* WORK TASK *
Copy each line below word for word and drop every image.

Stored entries

⁂

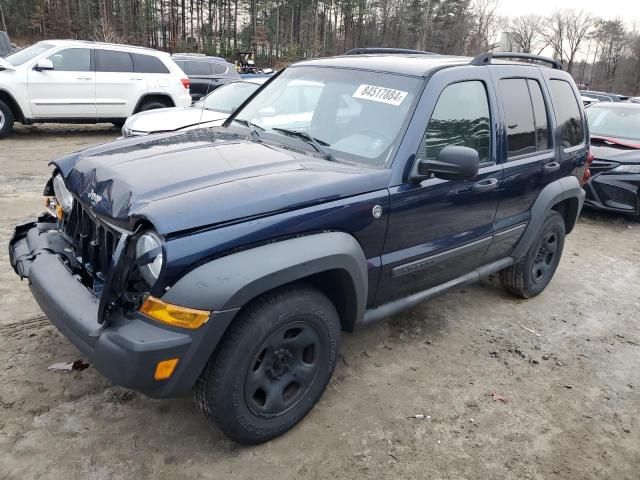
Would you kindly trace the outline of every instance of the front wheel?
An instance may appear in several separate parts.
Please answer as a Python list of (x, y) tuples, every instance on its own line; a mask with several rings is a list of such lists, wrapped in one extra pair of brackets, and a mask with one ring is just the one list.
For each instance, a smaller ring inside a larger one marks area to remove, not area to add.
[(249, 304), (195, 386), (206, 417), (235, 442), (266, 442), (296, 425), (336, 366), (340, 321), (320, 291), (300, 284)]
[(13, 128), (13, 112), (9, 105), (0, 100), (0, 138), (9, 134)]
[(549, 285), (564, 249), (564, 219), (551, 210), (524, 258), (500, 272), (502, 285), (520, 298), (531, 298)]
[(160, 102), (159, 100), (146, 100), (142, 103), (142, 105), (140, 105), (140, 108), (138, 108), (138, 111), (136, 113), (146, 112), (148, 110), (156, 110), (158, 108), (167, 108), (167, 105)]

⁂

* ANSWER AREA *
Would you kindly trace the outline of every instance of the front wheel?
An instance may appear in several separate parts.
Please answer as a Python list of (x, y) tuples, every instance on its own line; a mask with several rings is a list of such lists, wrapped in one extra pair of brackets, and a mask with one ring is just the one list.
For each instance, a smaller ring inside a larger one marks area to remove, not area to add.
[(249, 304), (195, 386), (206, 417), (235, 442), (266, 442), (296, 425), (336, 366), (340, 321), (320, 291), (300, 284)]
[(13, 128), (13, 112), (9, 105), (0, 100), (0, 138), (9, 134)]
[(549, 285), (564, 249), (564, 219), (551, 210), (524, 258), (500, 272), (502, 285), (520, 298), (531, 298)]
[(160, 102), (159, 100), (146, 100), (142, 103), (142, 105), (140, 105), (140, 108), (138, 108), (138, 111), (136, 113), (146, 112), (148, 110), (156, 110), (158, 108), (167, 108), (167, 105)]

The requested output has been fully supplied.